TEXT SEGMENT.
Has there been a transition in the
issues that the women’s movement in
Bangladesh has engaged with so far
or in the approaches used?
In 1987 when we started a discussion on reproductive
rights, the ‘mainstream’ which was configured at the time
as Oikkoboddho Nari Shomaj (United Women’s Society), a
coalition of nearly 20 women’s organisations, refused to
include it in their list of demands. Reproductive health
and even reproductive rights is now very much on the
mainstream agenda. The involvement with the ICPD
process contributed greatly to that change.
In 1991 when Naripokkho organised the first meeting of
women’s organisations with sex workers, there was a curious
response. Some of the women leaders were surprised how
alike we looked! It was another 8 years before a show of
solidarity between women’s organisations and sex workers
fighting eviction threats could be achieved. This too had to
be carefully crafted so that we spoke of the rights of sex
workers as citizens and we spoke of their human rights, but
as an organisation we avoided articulating a position on sex
work itself.

DATASET ENTRIES.
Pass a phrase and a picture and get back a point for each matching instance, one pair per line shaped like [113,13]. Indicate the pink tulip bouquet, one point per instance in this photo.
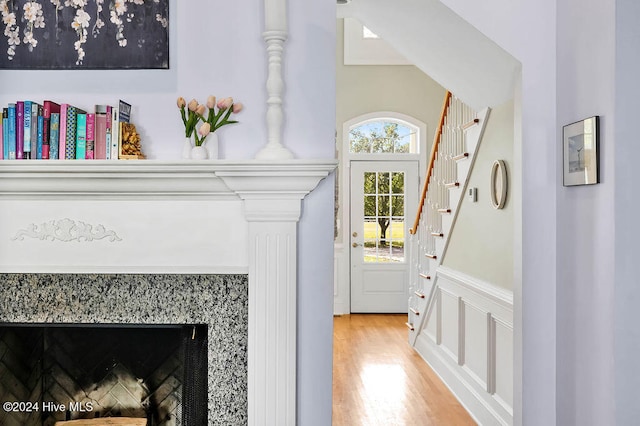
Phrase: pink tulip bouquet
[194,113]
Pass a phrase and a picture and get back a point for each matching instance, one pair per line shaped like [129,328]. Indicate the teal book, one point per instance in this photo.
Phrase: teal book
[26,123]
[35,110]
[70,123]
[13,131]
[81,136]
[40,136]
[54,136]
[5,133]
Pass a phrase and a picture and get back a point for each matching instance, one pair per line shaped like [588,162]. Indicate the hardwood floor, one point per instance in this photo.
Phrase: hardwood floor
[379,380]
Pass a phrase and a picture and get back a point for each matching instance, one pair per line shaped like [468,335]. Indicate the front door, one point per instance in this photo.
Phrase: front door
[383,193]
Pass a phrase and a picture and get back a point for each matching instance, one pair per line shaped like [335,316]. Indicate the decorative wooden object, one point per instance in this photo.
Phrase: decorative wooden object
[105,421]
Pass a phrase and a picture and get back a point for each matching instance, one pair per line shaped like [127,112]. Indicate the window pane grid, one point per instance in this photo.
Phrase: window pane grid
[384,217]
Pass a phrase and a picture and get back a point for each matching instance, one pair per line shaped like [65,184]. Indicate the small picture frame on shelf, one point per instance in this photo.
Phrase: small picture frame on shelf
[580,152]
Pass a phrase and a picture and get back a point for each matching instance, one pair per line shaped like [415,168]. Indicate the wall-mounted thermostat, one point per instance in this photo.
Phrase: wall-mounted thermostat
[473,194]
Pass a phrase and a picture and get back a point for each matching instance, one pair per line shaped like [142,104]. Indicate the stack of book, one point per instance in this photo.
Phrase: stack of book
[49,131]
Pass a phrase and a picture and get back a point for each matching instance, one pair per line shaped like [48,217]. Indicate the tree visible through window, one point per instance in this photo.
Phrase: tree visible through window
[380,137]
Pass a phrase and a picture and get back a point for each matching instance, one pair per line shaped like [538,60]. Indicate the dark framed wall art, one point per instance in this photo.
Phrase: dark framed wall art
[580,152]
[84,34]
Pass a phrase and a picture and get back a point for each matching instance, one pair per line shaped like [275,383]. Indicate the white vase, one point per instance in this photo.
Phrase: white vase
[211,142]
[186,149]
[199,153]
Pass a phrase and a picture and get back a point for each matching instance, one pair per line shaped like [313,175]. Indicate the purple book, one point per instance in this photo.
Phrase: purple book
[19,130]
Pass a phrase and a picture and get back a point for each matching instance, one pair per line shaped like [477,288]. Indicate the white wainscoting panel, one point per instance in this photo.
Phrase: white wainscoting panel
[504,364]
[474,335]
[474,356]
[449,323]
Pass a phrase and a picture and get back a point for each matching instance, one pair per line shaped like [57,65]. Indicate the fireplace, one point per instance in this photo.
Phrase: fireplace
[55,372]
[93,240]
[169,348]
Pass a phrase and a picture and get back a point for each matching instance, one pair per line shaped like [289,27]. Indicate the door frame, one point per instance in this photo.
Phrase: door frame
[342,270]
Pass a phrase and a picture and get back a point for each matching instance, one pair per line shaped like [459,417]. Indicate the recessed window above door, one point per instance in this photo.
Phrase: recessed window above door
[383,137]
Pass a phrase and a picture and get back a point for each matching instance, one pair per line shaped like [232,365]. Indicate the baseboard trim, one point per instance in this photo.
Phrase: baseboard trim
[461,387]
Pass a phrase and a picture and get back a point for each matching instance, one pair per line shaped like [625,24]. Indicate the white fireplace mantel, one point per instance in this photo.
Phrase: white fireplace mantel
[174,217]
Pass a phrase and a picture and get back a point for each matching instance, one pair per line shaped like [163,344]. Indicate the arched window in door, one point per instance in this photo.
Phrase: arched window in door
[384,136]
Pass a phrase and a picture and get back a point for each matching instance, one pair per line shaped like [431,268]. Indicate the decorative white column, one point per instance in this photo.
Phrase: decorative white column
[272,197]
[275,35]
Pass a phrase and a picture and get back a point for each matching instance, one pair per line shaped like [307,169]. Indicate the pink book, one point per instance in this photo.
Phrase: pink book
[48,108]
[101,133]
[19,130]
[63,131]
[90,138]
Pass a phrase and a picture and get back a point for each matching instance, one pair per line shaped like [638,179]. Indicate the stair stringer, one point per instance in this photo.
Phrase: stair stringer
[472,139]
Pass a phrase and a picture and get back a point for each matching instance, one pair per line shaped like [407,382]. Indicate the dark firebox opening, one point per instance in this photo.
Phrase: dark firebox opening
[59,372]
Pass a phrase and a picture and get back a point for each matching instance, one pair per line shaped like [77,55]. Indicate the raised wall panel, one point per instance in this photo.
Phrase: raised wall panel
[504,363]
[449,318]
[474,355]
[475,343]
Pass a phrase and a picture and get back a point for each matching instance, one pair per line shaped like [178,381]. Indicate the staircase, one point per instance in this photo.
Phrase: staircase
[455,145]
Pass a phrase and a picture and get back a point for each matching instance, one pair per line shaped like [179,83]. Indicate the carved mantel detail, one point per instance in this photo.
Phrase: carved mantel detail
[66,230]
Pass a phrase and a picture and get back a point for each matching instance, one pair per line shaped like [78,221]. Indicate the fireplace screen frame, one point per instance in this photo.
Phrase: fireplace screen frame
[218,300]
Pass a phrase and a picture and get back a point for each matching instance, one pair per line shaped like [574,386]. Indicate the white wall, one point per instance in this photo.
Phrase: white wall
[625,221]
[528,32]
[481,243]
[217,48]
[584,236]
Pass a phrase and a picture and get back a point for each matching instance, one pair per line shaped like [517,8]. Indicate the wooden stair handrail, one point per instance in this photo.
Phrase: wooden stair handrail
[432,158]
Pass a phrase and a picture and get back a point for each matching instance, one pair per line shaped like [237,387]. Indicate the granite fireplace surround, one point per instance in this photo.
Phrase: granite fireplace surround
[210,242]
[218,301]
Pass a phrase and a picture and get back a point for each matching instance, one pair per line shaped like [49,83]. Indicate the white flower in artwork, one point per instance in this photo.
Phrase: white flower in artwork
[39,23]
[163,21]
[81,20]
[9,19]
[120,7]
[13,38]
[114,18]
[31,10]
[21,19]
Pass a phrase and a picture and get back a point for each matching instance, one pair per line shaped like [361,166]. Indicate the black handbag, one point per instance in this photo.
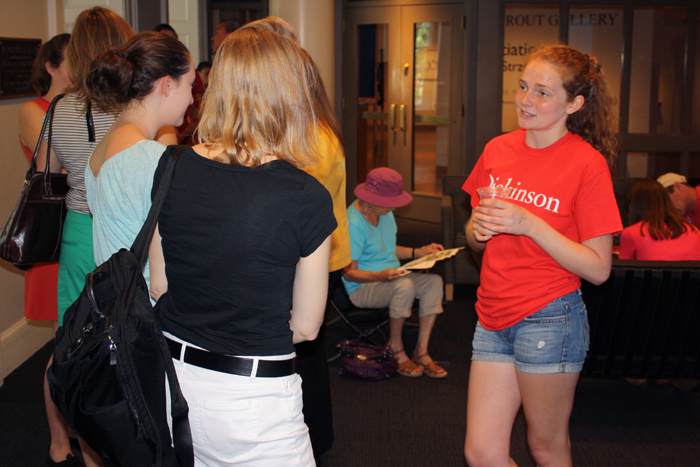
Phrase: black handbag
[364,360]
[111,358]
[32,234]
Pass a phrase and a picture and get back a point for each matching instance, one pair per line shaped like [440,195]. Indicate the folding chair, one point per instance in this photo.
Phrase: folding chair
[364,321]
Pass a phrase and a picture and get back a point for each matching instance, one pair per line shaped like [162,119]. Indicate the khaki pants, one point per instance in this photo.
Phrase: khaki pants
[399,295]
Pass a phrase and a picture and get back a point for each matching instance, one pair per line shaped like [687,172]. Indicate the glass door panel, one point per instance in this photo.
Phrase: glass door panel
[431,104]
[399,103]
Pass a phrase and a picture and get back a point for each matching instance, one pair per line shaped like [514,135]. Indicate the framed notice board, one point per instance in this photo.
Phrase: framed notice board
[16,59]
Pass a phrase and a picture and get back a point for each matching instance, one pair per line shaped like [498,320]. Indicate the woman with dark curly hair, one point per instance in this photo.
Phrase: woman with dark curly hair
[658,232]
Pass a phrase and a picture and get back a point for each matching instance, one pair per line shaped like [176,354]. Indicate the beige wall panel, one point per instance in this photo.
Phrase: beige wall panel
[314,21]
[20,19]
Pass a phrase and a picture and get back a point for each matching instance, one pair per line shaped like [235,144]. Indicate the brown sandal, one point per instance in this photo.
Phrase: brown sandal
[408,367]
[432,369]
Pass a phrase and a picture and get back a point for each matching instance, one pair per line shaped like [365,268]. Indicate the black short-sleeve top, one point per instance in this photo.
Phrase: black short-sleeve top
[232,237]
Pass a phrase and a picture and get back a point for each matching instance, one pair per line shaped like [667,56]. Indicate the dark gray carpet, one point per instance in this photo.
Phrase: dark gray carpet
[421,421]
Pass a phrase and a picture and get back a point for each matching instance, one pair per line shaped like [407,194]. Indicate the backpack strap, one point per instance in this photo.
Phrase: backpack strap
[143,239]
[48,123]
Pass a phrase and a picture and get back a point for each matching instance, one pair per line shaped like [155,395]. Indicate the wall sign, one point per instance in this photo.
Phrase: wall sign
[16,59]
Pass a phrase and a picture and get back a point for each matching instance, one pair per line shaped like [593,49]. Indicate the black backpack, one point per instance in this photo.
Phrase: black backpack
[111,358]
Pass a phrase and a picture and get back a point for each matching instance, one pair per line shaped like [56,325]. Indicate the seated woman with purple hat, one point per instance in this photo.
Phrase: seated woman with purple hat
[373,280]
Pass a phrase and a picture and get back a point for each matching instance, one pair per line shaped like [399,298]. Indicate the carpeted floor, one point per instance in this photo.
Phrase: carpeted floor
[406,422]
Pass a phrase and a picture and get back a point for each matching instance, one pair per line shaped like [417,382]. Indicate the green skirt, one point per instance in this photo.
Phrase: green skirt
[76,261]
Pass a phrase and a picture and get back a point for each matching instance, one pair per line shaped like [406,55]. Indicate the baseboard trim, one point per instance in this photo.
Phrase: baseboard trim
[20,341]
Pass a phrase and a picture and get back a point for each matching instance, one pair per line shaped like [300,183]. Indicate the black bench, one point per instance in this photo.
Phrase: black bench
[645,321]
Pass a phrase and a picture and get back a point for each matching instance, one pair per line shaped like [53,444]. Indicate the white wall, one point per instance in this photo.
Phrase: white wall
[19,338]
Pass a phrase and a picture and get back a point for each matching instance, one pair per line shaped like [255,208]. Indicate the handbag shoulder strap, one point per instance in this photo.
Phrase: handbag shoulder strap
[143,239]
[48,121]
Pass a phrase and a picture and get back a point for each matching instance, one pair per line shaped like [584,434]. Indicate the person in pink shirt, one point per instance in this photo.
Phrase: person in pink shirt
[683,196]
[658,232]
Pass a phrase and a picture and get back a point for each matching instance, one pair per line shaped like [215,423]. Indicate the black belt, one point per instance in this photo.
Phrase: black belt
[232,365]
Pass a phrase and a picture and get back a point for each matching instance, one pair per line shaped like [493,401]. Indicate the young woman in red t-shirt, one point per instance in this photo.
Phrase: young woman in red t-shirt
[555,229]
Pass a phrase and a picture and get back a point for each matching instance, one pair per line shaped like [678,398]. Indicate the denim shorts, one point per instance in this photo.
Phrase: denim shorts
[552,340]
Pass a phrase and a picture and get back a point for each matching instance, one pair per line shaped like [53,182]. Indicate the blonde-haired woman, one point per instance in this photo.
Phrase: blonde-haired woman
[245,235]
[312,362]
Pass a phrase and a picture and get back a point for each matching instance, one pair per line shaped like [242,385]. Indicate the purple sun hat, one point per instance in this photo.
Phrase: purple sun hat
[384,188]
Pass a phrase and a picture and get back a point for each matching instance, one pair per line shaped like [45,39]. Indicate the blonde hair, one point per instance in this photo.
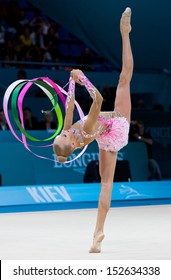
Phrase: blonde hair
[62,153]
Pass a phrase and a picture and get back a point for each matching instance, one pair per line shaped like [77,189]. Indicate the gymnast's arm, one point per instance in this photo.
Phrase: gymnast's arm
[95,108]
[69,105]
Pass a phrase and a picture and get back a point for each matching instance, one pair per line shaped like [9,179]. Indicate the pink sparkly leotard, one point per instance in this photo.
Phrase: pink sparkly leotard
[115,135]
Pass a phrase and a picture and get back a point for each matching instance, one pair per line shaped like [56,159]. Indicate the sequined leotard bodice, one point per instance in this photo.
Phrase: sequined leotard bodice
[114,136]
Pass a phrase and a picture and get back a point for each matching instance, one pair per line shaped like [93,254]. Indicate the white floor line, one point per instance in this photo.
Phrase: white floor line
[130,233]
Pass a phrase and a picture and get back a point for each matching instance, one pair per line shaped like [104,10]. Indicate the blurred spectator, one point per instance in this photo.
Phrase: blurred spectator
[140,104]
[137,133]
[158,107]
[21,74]
[30,122]
[3,124]
[86,59]
[47,123]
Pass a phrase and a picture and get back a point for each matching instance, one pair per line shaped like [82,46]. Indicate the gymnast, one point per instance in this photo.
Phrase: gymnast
[110,129]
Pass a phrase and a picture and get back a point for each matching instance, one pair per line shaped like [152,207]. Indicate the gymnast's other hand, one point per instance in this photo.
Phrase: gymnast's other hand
[75,75]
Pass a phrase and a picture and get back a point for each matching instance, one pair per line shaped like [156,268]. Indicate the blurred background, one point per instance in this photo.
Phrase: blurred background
[50,38]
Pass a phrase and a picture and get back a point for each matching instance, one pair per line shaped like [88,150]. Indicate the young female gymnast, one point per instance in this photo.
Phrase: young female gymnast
[110,129]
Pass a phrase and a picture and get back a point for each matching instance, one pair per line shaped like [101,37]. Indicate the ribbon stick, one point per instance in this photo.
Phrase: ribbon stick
[17,91]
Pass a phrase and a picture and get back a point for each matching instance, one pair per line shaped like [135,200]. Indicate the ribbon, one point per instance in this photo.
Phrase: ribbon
[17,91]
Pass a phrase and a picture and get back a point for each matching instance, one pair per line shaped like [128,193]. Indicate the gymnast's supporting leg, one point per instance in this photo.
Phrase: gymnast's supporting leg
[123,100]
[107,167]
[108,159]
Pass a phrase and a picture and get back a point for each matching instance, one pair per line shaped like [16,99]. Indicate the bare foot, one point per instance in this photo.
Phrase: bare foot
[125,25]
[96,247]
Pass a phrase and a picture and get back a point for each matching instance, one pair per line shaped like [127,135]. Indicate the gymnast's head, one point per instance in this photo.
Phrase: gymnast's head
[63,146]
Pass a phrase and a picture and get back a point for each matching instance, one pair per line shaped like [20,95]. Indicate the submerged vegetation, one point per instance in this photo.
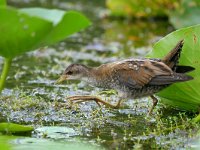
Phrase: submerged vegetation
[33,110]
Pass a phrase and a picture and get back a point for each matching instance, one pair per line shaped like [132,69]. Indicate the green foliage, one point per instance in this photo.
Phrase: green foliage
[4,142]
[183,95]
[142,8]
[186,14]
[28,29]
[2,2]
[13,128]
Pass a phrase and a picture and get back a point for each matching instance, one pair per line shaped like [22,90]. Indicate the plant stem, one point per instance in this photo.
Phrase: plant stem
[4,74]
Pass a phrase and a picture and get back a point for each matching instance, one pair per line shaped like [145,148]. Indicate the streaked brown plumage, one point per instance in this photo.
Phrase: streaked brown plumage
[132,78]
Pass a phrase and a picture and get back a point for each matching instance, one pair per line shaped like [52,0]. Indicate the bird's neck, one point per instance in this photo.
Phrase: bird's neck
[97,76]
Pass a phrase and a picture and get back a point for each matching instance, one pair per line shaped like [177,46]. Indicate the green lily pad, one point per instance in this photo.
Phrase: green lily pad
[184,95]
[14,128]
[28,29]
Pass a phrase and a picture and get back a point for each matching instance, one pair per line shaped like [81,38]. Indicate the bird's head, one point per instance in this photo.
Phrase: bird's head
[74,72]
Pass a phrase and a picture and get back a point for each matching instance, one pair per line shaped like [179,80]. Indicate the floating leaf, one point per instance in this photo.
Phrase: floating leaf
[57,132]
[46,144]
[28,29]
[183,95]
[12,127]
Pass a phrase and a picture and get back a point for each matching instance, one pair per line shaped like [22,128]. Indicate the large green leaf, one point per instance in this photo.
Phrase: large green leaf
[13,128]
[28,29]
[183,95]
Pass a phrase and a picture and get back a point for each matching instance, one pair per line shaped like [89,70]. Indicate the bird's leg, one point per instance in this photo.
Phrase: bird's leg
[155,101]
[78,99]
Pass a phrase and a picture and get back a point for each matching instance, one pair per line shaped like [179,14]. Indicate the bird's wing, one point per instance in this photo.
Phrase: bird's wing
[136,74]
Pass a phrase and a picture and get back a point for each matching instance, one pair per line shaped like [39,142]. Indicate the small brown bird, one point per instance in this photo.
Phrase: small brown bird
[131,78]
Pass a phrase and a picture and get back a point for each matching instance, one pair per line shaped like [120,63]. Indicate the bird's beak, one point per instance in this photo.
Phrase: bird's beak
[61,79]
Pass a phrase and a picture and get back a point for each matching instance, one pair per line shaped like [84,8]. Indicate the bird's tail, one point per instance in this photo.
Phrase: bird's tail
[172,59]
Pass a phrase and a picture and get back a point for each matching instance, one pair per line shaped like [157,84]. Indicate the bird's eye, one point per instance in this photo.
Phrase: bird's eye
[69,72]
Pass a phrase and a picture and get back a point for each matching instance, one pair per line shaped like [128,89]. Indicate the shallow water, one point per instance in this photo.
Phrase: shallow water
[33,98]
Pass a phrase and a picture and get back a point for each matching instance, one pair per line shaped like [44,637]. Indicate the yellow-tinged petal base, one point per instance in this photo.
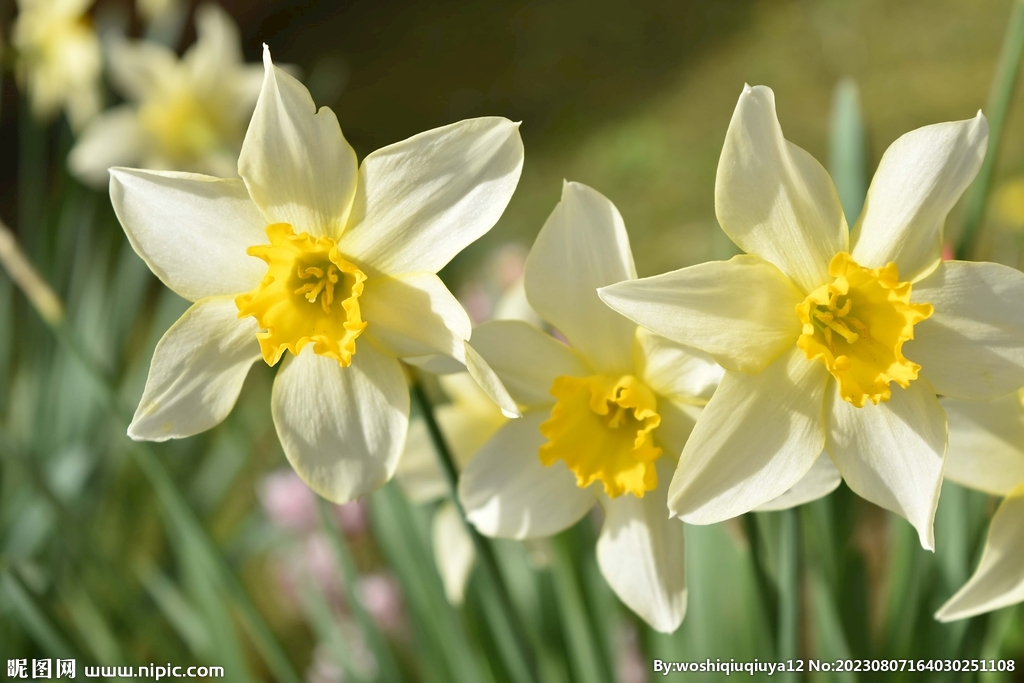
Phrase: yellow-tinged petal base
[856,326]
[309,294]
[602,427]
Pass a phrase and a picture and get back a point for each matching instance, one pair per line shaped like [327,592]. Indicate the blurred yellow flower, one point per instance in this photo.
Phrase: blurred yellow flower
[58,58]
[181,115]
[986,453]
[604,419]
[812,323]
[347,283]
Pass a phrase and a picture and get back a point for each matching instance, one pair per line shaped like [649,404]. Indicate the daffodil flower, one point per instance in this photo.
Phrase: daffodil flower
[181,115]
[58,58]
[986,453]
[832,339]
[328,265]
[604,418]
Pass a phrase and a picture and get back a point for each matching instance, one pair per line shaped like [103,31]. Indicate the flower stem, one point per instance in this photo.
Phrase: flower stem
[788,589]
[388,668]
[176,509]
[521,662]
[999,95]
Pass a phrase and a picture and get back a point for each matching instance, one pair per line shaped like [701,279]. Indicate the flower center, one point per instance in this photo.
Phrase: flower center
[856,326]
[309,294]
[602,427]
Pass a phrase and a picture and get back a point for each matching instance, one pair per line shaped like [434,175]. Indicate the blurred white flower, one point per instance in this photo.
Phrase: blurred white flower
[986,453]
[181,115]
[811,323]
[293,259]
[58,58]
[603,419]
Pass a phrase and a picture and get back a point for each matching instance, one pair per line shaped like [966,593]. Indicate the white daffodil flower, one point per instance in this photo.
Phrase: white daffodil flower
[811,323]
[181,115]
[603,421]
[334,263]
[986,452]
[58,58]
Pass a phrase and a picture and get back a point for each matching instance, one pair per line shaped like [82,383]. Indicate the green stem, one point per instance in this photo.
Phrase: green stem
[523,662]
[586,654]
[382,652]
[788,589]
[767,592]
[996,108]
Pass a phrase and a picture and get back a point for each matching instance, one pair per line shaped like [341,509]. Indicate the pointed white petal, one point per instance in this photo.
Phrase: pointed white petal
[675,371]
[424,200]
[821,480]
[508,493]
[491,383]
[756,438]
[582,247]
[741,311]
[342,428]
[640,552]
[892,454]
[197,372]
[919,180]
[414,314]
[297,165]
[773,199]
[973,345]
[998,582]
[192,230]
[986,443]
[453,551]
[113,138]
[526,359]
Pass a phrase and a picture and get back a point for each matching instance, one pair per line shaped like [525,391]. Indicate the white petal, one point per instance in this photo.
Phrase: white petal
[217,48]
[998,582]
[424,200]
[414,314]
[756,438]
[892,454]
[342,428]
[419,474]
[582,247]
[675,371]
[453,551]
[773,199]
[140,68]
[640,552]
[113,138]
[297,165]
[508,493]
[741,311]
[821,480]
[192,230]
[973,345]
[526,359]
[919,180]
[197,373]
[491,383]
[986,443]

WORK TO COMPLETE.
Write out the passage on the women's movement in Bangladesh word for word, from "Has there been" to "to that change.".

WORKED ANSWER.
Has there been a transition in the
issues that the women’s movement in
Bangladesh has engaged with so far
or in the approaches used?
In 1987 when we started a discussion on reproductive
rights, the ‘mainstream’ which was configured at the time
as Oikkoboddho Nari Shomaj (United Women’s Society), a
coalition of nearly 20 women’s organisations, refused to
include it in their list of demands. Reproductive health
and even reproductive rights is now very much on the
mainstream agenda. The involvement with the ICPD
process contributed greatly to that change.